### [DOCUMENT TEXT]
Protecting The Health Consumer Health Capabilities and Collective Voice Versus Patient Choice

Friday, July 18, 2014: 8:30 AM
Room: F205
Oral Presentation
Su-ming KHOO , School of Political Science and Sociology, National University of Ireland, Galway, Ireland
Vithaya KULSOMBOON , Chulalongkorn University, Bangkok, Thailand
‘Patients’ are increasingly seen through the lens of the ‘health consumer’. Non-communicable diseases and injuries are increasingly predominant, while a rejuvenated interest in the ‘social determinants of health’ and health inequalities re-locates individual biology and agency within a larger context of physical exposure and social conditions, highlighting longer chains of biomedical and social causal factors (Venkatapuram, 2011, 33, CDSH 2008). This contrasts against discussions which view patients as individual health consumers, leveraging self-efficacy to achieve societal health outcomes. The health capability paradigm offers an alternative perspective balancing individual health agency, scientific and professional judgement, and collectivist health norms (eg Ruger 2010, 141–142). This paper advances a health capability perspective on systemic health protection and argues for capability-oriented health system reforms (eg Thai Health 2013) which support and vindicate the principle of health protection. The discussion is illustrated with respect to well-known occupational and environmental health hazards such as asbestos that are beyond the health agency of individual ‘patients’ (Khoo and Kulsomboon, in progress). The goals are twofold – to prevent and decrease risk of exposure and to increase provision for those who have, or may in the future, become ill or disabled through exposure.  The discussion points to the importance of protection as a systemic attribute in health governance. It focuses particularly on collectivist and solidaristic consumer action and its role in participatory deliberation through organized civil society channels.

The theoretical discussion integrates reflexive health governance and the capabilities approach, linking normative, substantive and procedural claims for health justice and rights with theories of health governance. A ‘joint scientific and deliberative approach’ can provide a means to guide decisions and bring together normative substance, scientific evidence and procedural decision-making to achieve broader health system development and reform towards more legitimate and just forms of shared health governance  (Ruger 2010, 183).

### [WHAT TO DO]
In the conference abstract above, which occupational and environmental health hazard is named as being beyond the health agency of individual patients?

### [Dataset entries]
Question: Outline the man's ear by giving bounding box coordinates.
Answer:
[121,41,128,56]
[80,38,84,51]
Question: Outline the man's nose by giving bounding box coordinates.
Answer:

### [ANSWER BOX]
Asbestos.